• Task directions:
Pick up the column below about the people's right to know and carry it on from its final sentence, which ends "I thought about families."
***** Excerpt
Jessica Sieff: Questioning the people’s right to know it all

Published 10:37 am Thursday, March 25, 2010

SieffstarI’m a firm believer that education is a process that is ongoing.

That everything, always is constantly evolving.

That it’s not enough to simply understand. You have to take that understanding and you have to try and re-examine it.

Because if life is always changing … so are we.

I believe that you can know your job inside out, like back of your hand with your eyes closed – but you’re not doing your job is you’re not constantly asking the question of how to do it better.

I believe in asking a lot of questions and in long awaited answers. Sometimes you have to wait years for that answer. Sometimes you have to wait a lifetime.

With that said, as a reporter, I believe in the people’s right to know. Because well, for one, it’s what we crazy kids in the newsroom are founded upon and as a basic element of society, it’s important.

That right, obviously, comes in many forms. Sometimes it’s as simple as the right to know about a public meeting of your community officials. So that you can be aware of the goings on if you so choose. Like the details of a health care bill or the ethics of an official or the financial stability of a school.

Even with a firm belief in that, this week I questioned the people’s right to know.

From my seat inside a courtroom I watched a family’s every inner working, every emotion from agony and pain to disbelief and even detachment played out before the eyes of strangers and the lenses of camera capturing every minute.

Inside that courtroom, intimate details of their lives were spoken some probably before it was ever thought it would lead them to where they were, a crowded room, the words repeated back to them through the TV.

As I sat there, taking notes, watching heads bow, faces wince and wonder, I thought about families.
**********
***** Records
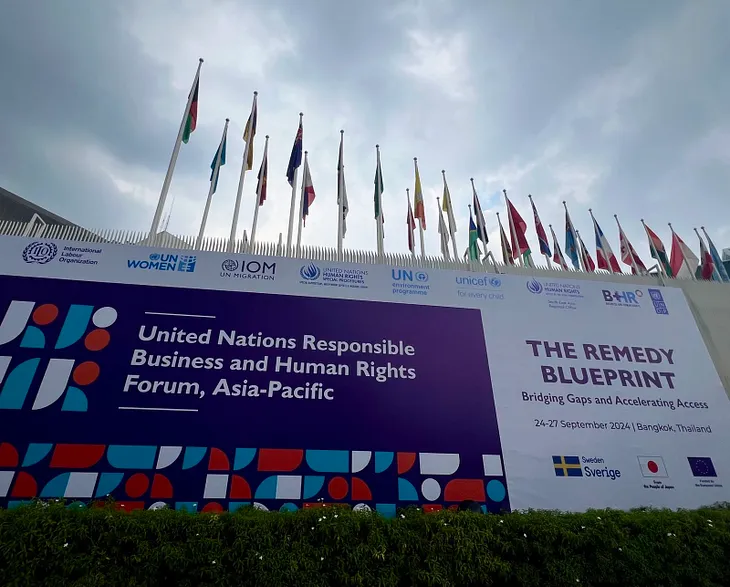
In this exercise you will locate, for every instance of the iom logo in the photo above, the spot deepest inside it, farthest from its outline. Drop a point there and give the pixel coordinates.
(41, 327)
(534, 286)
(40, 253)
(310, 272)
**********
• Output of the exercise:
I thought about telling those friends of mine who worry about what their children are going to be like as they grow up, to keep them close. I thought about telling all of them to be grateful for having joy where others have to endure situations of far greater pain.

Because on several occasions we’ll all grow up and be different people than we once were, different from when we were still children.

And that loss is great.

But then I realized that was not the point.

I realized that what I was jotting down in my notebook were the painful realities of some other family a family that also held their children close.

In some way, shape or form, we all take notes on other people’s iniquities. We put them up on a stand, we broadcast them on television.

We point them out.

We take away the humanity and simply make an example out of them forgetting that they’re actually happening to real people. Forgetting they could happen to any one of us.

Those details may be appropriate for a judge and jury in the interest of upholding justice – sure. But I had to take a moment and ask, what right do we all have to other people’s tragedies?

Maybe a lot. There is an argument for it. Maybe none at all. There is an argument for that too. That is the beauty of it all really. The constant quest.

I consider it an unfortunate but not at all unappreciated experience that has opened my eyes to what we journalists do here – and I am still learning. But outside that courtroom as we were all strangers once again just waiting for the doors to open and the personal lives of others to be revealed to us, I realized the impact we reporters have on not only the people we’re telling stories to but the people we’re telling those stories about.

My hope is that as a society the world continues to ask questions. I hope we go back and look again. That we try to understand. That we will realize we’re not in a position of judging one another, really.

Because the point is it is not that some are to be made an example of.

It is that we are all, every single one of us on this earth, every day, supposed to be examples for each other.

And because there is always something to be learned, because everything we do – from the people we love to the professions we hold dear – is always evolving, I know I’ll continue to ask the questions because it doesn’t just make me a better reporter. It makes me a better human being.

Jessica Sieff is a reporter for the Niles Daily Star. Reach her at
jessica.sieff@leaderpub.com.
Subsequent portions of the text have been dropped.